◆ **Reading passage**:
::::

1

I have a pandas.core.series.Series that looks like the below. When using type(), I see that each row is a str. I'd like to convert this series of strings into a series of arrays. The main goal is to then be able to replace these values depending on different conditions.

Example dataset: (but my real dataset has more columns and many more rows)

0   ['5 apples', '2 pears']
1   ['3 apples', '3 pears', '1 pumpkin']
2   ['4 blueberries']
3   ['5 kiwis']
4   ['1 pumpkin']
...  ...

Then, for example, if an array has the value "1 pumpkin", I'd like to replace it with "XXXX". This pandas create new column based on values from other columns / apply a function of multiple columns, row-wise was helpful for converting singular values, but I haven't been able to replace values in a series/list/array.

Desired output:

0   ['5 apples', '2 pears']
1   ['3 apples', '3 pears', 'XXX']
2   ['4 blueberries']
3   ['5 kiwis']
4   ['XXX']
...  ...
psychcoder
  • 543
  • 3
  • 14
  • your example looks like a Series of lists? – Z Li Jan 13 '21 at 21:16
  • @Z Li — I believe so? When I use type() on the entire column, it returns pandas.core.series.Series and when I use type() on a single row of that column, it turns str. – psychcoder Jan 13 '21 at 21:18

4 Answers4

0

You can use Series.to_numpy() to convert the pandas.core.series.Series to Numpy Array.

itsDV7
  • 854
  • 5
  • 12
  • thanks! A problem with this solution is that I have many other columns in my dataset. Again, the posted example is only an example of the subset of data that I'm working with. So I basically I need the dataset to look the exact same except convert each row of that specific column into array. Do you have any advice for this? – psychcoder Jan 13 '21 at 21:24
0

Not sure if I understand the question correctly, is this what you want:

import pandas as pd

x = pd.Series([['5 apples', '2 pears'],
               ['3 apples', '3 pears', '1 pumpkin'],
               ['4 blueberries'],
               ['5 kiwis'],
               ['1 pumpkin']])

::::

◆ **What this exercise asks**:
**a)** Answer these questions about the pandas thread:
(i) What does the asker say type() returns for a single row of the column?
(ii) Which method does the first answer suggest for the conversion?
(iii) Under what alias is pandas imported in the code of the second answer?
**b)** Which distinct strings appear in the example dataset of the pandas thread? List them all.
**c)** Extend the pandas thread from the point where it stops.
The entries below bear no relation to the pandas thread.

::::

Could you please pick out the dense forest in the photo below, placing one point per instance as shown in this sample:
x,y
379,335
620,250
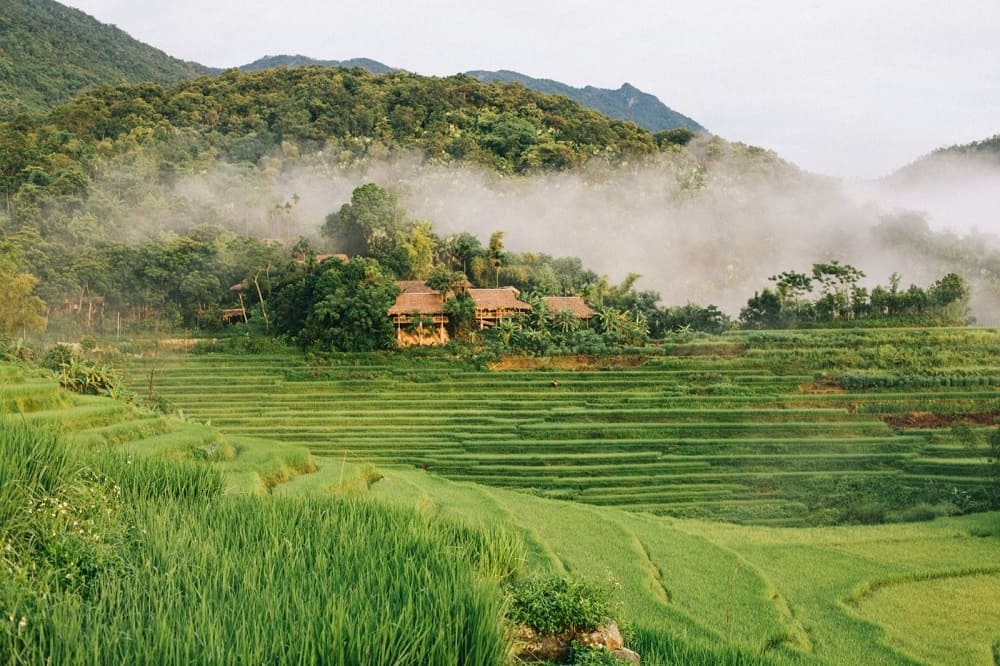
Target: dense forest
x,y
49,52
100,218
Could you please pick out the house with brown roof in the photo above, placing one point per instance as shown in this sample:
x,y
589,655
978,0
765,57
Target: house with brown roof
x,y
418,314
493,305
572,304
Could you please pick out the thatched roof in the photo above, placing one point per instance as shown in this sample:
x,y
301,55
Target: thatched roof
x,y
504,298
414,287
426,303
573,304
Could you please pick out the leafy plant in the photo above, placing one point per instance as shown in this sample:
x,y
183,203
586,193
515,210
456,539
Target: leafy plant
x,y
553,605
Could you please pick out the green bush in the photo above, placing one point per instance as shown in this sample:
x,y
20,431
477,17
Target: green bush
x,y
582,655
553,605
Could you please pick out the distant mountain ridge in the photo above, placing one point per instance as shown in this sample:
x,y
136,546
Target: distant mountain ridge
x,y
49,52
626,103
267,62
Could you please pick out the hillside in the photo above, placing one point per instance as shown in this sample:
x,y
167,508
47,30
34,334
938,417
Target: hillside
x,y
626,103
49,52
693,592
267,62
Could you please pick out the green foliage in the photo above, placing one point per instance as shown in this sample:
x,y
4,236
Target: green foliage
x,y
581,655
993,468
553,605
338,306
840,299
92,378
51,52
20,308
143,561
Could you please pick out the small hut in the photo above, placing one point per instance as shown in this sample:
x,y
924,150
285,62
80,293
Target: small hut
x,y
493,305
419,316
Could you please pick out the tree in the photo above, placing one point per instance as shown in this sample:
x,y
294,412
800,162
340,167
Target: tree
x,y
496,253
347,307
20,309
368,225
762,311
950,295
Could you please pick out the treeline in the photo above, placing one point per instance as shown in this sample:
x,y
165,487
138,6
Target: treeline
x,y
830,293
340,302
241,118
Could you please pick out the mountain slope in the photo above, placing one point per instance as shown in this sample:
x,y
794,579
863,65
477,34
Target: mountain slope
x,y
267,62
626,103
49,52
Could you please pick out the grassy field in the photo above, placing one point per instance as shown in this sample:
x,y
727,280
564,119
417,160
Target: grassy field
x,y
759,428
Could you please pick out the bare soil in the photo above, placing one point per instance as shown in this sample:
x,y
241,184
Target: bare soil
x,y
926,420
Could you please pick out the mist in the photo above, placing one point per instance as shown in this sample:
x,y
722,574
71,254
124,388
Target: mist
x,y
705,231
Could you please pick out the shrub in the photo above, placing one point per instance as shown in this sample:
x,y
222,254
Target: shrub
x,y
553,605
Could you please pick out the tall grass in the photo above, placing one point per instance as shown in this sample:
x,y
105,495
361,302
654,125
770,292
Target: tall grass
x,y
179,573
33,464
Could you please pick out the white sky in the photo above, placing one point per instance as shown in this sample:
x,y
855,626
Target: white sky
x,y
853,88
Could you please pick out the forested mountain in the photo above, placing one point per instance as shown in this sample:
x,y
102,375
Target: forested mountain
x,y
987,147
267,62
49,52
626,103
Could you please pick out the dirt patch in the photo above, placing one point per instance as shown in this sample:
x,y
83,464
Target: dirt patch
x,y
573,362
931,420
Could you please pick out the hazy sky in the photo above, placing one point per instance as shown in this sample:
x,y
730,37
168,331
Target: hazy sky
x,y
846,87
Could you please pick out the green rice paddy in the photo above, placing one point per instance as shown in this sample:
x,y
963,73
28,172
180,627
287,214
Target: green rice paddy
x,y
757,428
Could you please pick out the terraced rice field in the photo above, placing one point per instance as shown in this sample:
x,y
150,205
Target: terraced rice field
x,y
695,591
747,428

::::

◆ **Answers for this exercise**:
**a)**
(i) str
(ii) Series.to_numpy()
(iii) pd

**b)** '5 apples', '2 pears', '3 apples', '3 pears', '1 pumpkin', '4 blueberries', '5 kiwis'

**c)**
['XXX' if '1 pumpkin' in l else l for l in x]
[['5 apples', '2 pears'], 'XXX', ['4 blueberries'], ['5 kiwis'], 'XXX']

if your Series x comes in str, to convert each str to list:

pd.Series([s.strip("']['").split("', '") for s in x])
Z Li
  • 4,133
  • 1
  • 4
  • 19
  • Yes, this is half what I'm looking for! However, my initial problem is that each row of that column is not already a list. It's a string. For example if I use df[that_column][0][0], then I receive '['. So I'm first having trouble converting the values of this one column into lists. Thanks in advance for your feedback! – psychcoder Jan 13 '21 at 21:33
  • you mean like one single element in that Series is `"['5 apples', '2 pears']"` ? – Z Li Jan 13 '21 at 21:39
  • Yes exactly, so if I isolate that row with df[that_column][0][0], then the output is [. Because my real dataset has more columns, I am having trouble isolating that one column to convert into a series of lists. – psychcoder Jan 13 '21 at 21:41
0

with dataframe df and column a_column

df[a_column]=df[a_column].apply(lambda x: [i.replace("1 pumpkin","XXXX") for i in x.strip("['']").split("', '")])

dream_dev
  • 1
  • 2
0

Assuming s is your Series:

s.apply( lambda x: x.strip("'[]").split("', '") )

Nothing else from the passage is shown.